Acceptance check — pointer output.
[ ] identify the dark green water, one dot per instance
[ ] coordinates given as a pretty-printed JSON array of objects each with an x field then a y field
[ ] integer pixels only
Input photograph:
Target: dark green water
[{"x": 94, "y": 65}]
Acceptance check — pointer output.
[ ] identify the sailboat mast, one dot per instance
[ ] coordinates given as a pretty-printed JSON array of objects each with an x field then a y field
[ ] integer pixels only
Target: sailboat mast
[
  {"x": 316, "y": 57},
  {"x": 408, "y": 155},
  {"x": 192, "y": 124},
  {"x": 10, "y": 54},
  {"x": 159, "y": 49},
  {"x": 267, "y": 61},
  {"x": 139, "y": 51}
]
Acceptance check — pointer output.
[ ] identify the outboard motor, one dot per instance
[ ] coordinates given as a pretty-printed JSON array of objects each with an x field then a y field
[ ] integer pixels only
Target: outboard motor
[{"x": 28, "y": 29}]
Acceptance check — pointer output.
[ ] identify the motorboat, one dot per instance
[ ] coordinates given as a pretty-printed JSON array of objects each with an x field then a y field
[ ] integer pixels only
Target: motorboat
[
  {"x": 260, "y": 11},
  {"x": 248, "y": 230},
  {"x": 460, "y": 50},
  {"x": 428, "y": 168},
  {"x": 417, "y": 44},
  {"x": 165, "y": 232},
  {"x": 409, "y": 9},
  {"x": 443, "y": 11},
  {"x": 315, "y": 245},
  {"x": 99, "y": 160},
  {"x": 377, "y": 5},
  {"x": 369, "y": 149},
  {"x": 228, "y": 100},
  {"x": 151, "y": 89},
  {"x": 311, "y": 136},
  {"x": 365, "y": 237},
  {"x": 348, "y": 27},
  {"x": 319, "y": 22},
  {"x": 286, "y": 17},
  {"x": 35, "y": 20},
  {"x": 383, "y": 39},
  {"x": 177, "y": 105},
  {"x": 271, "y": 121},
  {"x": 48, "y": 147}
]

__Task objective__.
Repeat every line of the data word for word until you have repeated the line that contains "[ ] identify the motorboat, one", which is the last one to include.

__Written solution__.
Acceptance check — pointer output.
[ ] identify the dark green water, one dot per instance
[ ] coordinates given as a pretty-printed JSON array of objects each with an x field then a y field
[ ] integer pixels only
Input photograph:
Target: dark green water
[{"x": 94, "y": 65}]
Acceptance check — pointer output.
[ ] identify the sailboat mast, one dot per instance
[ ] coordinates given as a pretty-printed JSON array of objects each with an x field then a y field
[ ] integer pixels only
Target: sailboat mast
[
  {"x": 316, "y": 57},
  {"x": 408, "y": 155},
  {"x": 192, "y": 124},
  {"x": 10, "y": 54},
  {"x": 159, "y": 49},
  {"x": 267, "y": 61},
  {"x": 139, "y": 51}
]
Acceptance check — pointer output.
[ ] identify the outboard motor, one dot per instance
[ ] coordinates given as a pretty-printed JSON array of objects each with an x field then a y field
[ ] integer pixels only
Target: outboard motor
[{"x": 28, "y": 29}]
Acceptance check — pointer output.
[ ] identify the motorboat, one dot per instance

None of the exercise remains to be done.